## GOAL OF THE EXERCISE
Beneath this line are the data; copy exactly the part of them that opens with the line containing "Target: person with" and closes with the line containing "pixel 575 560.", and only that part.

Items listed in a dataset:
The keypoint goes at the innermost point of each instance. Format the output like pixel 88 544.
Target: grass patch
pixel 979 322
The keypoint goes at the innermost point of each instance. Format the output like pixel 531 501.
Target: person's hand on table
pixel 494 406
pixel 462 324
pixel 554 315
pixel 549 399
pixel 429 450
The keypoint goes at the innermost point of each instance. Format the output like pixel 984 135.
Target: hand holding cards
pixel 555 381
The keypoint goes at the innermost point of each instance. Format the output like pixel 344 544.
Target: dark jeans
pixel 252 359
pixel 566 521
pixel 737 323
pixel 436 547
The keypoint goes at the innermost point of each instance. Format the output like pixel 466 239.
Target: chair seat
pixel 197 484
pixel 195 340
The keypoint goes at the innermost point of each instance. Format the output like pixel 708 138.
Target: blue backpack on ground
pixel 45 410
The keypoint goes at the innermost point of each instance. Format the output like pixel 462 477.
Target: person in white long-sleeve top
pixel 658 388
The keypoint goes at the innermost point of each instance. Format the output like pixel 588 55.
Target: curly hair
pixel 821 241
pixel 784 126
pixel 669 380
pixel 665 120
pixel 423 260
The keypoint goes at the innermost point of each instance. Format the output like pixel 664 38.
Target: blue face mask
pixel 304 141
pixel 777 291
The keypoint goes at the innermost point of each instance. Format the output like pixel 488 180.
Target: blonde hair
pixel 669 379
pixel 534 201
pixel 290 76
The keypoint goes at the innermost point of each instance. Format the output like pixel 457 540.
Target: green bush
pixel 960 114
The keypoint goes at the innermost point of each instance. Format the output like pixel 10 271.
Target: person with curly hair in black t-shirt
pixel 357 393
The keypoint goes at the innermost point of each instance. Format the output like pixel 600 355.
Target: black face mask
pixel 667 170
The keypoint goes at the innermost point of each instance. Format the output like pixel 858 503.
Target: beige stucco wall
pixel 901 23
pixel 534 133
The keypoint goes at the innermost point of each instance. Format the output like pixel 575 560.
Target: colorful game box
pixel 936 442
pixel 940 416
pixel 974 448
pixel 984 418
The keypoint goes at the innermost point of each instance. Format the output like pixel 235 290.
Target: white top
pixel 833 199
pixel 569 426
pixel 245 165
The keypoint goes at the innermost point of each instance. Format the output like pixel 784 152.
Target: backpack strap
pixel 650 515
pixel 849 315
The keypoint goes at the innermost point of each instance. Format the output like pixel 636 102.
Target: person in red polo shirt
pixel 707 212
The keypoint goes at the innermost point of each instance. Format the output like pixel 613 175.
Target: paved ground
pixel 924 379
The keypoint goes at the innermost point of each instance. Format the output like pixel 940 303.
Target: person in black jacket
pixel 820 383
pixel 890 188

## SOLVED EXERCISE
Target: person with curly hair in black t-shirt
pixel 357 393
The keypoint goes at the innermost point of each instance. Format the output like pixel 600 355.
Target: black face mask
pixel 667 170
The keypoint goes at the innermost point of each instance. Format the output like pixel 858 503.
Target: beige stucco wall
pixel 901 23
pixel 534 133
The keypoint goes at the innermost point of each instance. Format the output like pixel 575 560.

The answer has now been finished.